• **The problem**
List every person named in the news article on research overheads below.

• **Text under study**
Research overheads row hits new peak

May 26, 1995

Disagreement over who should pay the overheads for charity-funded medical research increased this week as the issue became linked to charities' demands that they should benefit financially from the research they fund, writes Aisling Irwin.

It was revealed that funding of overheads for charity research, which is the responsibility of the Higher Education Funding Councils, has dropped by 40 per cent in England over the past three years.

The Wellcome Trust wants first refusal on the intellectual property rights to research it has funded, which it would exploit via a new technology transfer company. Until now only the Cancer Research Campaign has demanded the rights to the results of all research that it funds, via its trading company.

Technology transfer specialists say that if charities are to benefit financially they should also pay overheads, which can be as high as the direct costs of the research.

Mark Ferguson of Manchester University, who chaired the Government's Foresight panel on health and the life sciences, said that such IPRs should remain with universities and that HEFCE grants should cover the cost of overheads.

Pushing charities to fund overheads would alienate both them and the public. "The Wellcome Trust has no reason to spend its money in Britain. Their (recent) plans to spend a significant amount of money overseas should be regarded as a warning," he said. "The Wellcome Trust is entering this not to make money but primarily to make sure that inventions are exploited."

Michael Thompson, chair of the Committee of Vice Chancellors' medical committee, said that the committee had met the Association of Medical Research Charities to resolve the two issues.

(Stored items from a collection)
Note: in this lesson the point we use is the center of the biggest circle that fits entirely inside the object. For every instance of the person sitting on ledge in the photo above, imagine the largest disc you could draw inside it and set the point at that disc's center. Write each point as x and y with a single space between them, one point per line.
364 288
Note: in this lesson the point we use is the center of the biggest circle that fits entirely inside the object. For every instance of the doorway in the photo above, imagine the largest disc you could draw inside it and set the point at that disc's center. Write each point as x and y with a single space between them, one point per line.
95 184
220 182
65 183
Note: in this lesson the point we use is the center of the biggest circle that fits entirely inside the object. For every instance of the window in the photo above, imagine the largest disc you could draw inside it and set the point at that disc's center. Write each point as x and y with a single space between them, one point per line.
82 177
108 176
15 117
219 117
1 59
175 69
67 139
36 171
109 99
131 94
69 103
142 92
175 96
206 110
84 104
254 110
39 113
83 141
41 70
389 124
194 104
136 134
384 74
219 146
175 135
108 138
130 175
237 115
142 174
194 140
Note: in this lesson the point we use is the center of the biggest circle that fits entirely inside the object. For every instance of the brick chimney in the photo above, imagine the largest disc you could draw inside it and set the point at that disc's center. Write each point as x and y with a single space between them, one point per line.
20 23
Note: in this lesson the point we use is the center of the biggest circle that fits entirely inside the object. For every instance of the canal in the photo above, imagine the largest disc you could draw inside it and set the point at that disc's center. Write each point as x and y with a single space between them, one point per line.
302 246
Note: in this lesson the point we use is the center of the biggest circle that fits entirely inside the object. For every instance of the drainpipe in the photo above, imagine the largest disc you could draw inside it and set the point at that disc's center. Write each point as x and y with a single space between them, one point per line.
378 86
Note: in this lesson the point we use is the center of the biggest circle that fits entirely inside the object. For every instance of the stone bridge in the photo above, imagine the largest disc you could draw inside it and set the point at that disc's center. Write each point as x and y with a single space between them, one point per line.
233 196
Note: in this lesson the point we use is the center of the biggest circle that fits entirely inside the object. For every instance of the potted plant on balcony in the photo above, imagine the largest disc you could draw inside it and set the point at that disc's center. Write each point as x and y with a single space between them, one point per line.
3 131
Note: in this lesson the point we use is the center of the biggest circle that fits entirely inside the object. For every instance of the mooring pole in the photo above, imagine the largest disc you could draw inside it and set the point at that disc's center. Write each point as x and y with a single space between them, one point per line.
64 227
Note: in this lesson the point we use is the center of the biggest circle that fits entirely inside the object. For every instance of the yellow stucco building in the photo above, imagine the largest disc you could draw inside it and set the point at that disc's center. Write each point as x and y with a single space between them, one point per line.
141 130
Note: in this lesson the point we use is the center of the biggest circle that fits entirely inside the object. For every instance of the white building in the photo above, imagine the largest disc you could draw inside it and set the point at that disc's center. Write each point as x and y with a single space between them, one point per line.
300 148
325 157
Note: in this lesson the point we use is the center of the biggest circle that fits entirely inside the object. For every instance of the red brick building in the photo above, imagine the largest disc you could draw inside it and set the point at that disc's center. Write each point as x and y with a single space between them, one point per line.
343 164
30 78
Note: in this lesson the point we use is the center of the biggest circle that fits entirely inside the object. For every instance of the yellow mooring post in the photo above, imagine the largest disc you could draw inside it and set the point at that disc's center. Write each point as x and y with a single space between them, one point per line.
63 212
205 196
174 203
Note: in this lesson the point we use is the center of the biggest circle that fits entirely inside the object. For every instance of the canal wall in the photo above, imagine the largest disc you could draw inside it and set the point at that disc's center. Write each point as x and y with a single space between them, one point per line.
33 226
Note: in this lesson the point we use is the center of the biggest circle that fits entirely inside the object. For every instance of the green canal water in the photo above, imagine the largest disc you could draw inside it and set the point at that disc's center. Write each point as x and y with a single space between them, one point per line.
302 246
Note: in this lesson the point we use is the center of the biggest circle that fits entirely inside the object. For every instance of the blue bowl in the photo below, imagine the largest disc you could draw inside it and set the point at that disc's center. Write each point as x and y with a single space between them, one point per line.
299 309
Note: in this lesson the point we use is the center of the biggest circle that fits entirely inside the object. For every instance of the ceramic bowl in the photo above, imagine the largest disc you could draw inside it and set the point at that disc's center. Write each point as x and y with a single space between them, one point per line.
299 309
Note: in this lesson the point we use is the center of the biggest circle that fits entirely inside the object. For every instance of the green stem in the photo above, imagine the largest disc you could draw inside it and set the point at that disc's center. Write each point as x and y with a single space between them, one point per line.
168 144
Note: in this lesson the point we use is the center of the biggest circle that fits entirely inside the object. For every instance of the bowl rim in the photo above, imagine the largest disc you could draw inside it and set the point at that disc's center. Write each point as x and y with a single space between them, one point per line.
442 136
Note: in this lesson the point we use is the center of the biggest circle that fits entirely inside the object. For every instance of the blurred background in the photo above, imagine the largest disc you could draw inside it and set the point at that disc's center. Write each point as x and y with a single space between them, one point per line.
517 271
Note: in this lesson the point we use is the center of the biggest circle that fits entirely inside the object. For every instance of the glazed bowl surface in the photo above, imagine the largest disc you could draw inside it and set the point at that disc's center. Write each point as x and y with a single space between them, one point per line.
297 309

• **Response**
Aisling Irwin, Mark Ferguson, Michael Thompson